### GIVEN PROBLEM
Rewrite the lines of the material below as a numbered list, omitting any blank lines and leaving out the pictures.

○ ○ ○ ○ ○ ○ ○

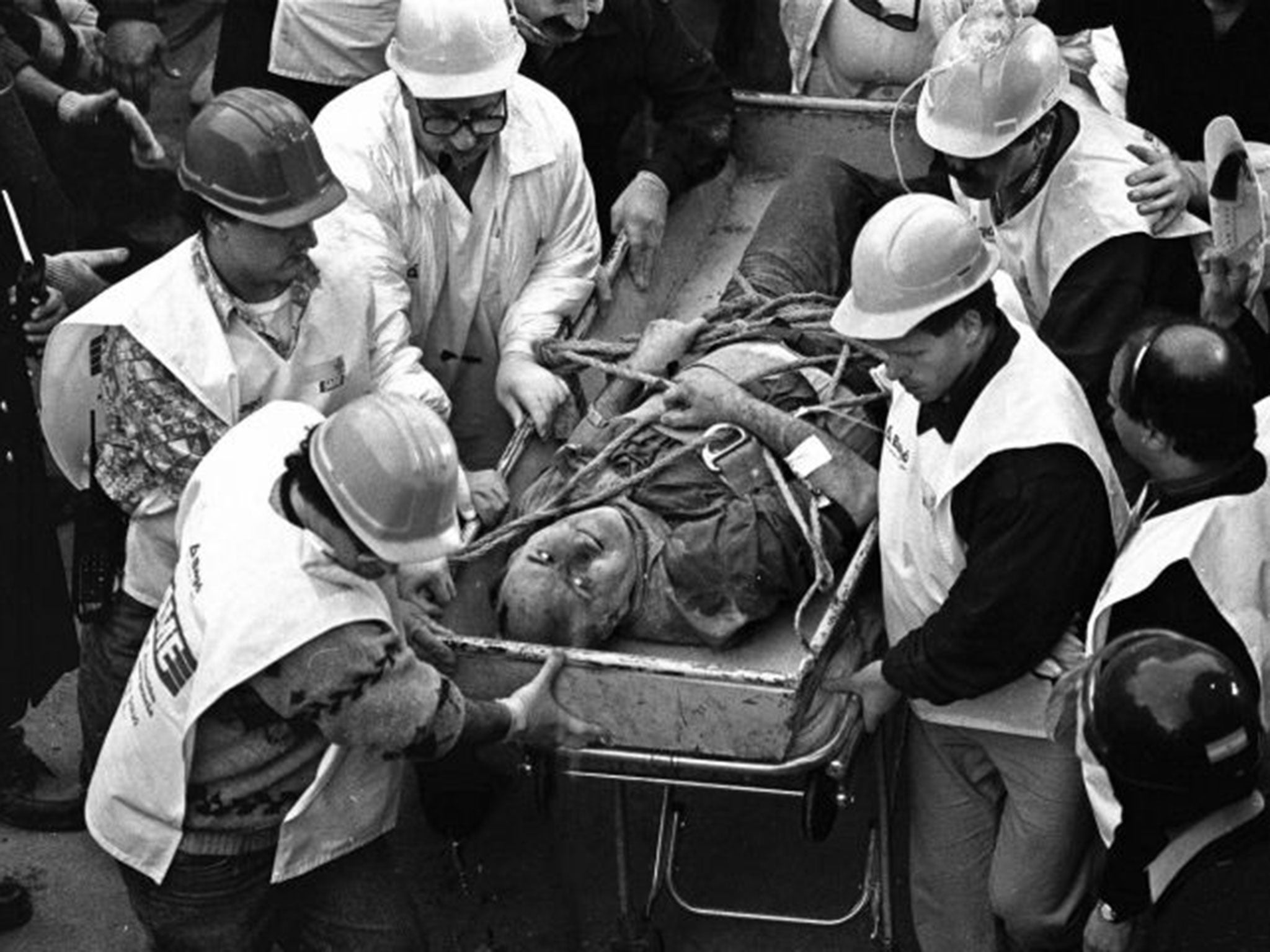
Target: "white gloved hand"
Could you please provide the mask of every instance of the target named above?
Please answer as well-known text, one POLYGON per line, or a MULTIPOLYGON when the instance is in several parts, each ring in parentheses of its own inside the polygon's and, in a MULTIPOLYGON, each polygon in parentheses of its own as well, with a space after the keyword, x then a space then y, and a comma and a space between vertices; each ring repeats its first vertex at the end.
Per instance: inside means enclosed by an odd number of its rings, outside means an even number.
POLYGON ((665 213, 671 203, 671 189, 657 175, 641 171, 622 190, 610 209, 613 235, 624 231, 630 239, 627 259, 635 287, 648 291, 653 277, 657 253, 665 234, 665 213))
POLYGON ((50 287, 62 292, 66 306, 74 311, 110 287, 110 282, 97 273, 98 268, 123 264, 127 260, 126 248, 60 251, 46 258, 44 277, 50 287))
POLYGON ((438 618, 457 590, 446 559, 398 566, 398 595, 424 614, 438 618))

○ ○ ○ ○ ○ ○ ○

### TASK RESPONSE
1. Target: "white gloved hand"
2. Could you please provide the mask of every instance of the target named above?
3. Please answer as well-known text, one POLYGON per line, or a MULTIPOLYGON when the instance is in several parts, each ring in parentheses of its own inside the polygon's and, in a MULTIPOLYGON, each polygon in parentheses of its own as well, with a space after the keyword, x then a space then y, and a comma and a space between vertices; each ring repeats its first vertex at the end.
4. Per instance: inside means enclosed by an odd number of its rings, outside means an even number.
5. POLYGON ((665 213, 671 203, 671 189, 657 175, 641 171, 622 190, 610 209, 613 235, 624 231, 630 239, 627 259, 635 287, 648 291, 653 277, 657 253, 665 234, 665 213))
6. POLYGON ((50 287, 62 292, 66 306, 74 311, 110 287, 110 282, 97 273, 98 268, 123 264, 127 260, 126 248, 60 251, 46 258, 44 277, 50 287))
7. POLYGON ((438 618, 457 590, 446 559, 398 566, 398 595, 424 614, 438 618))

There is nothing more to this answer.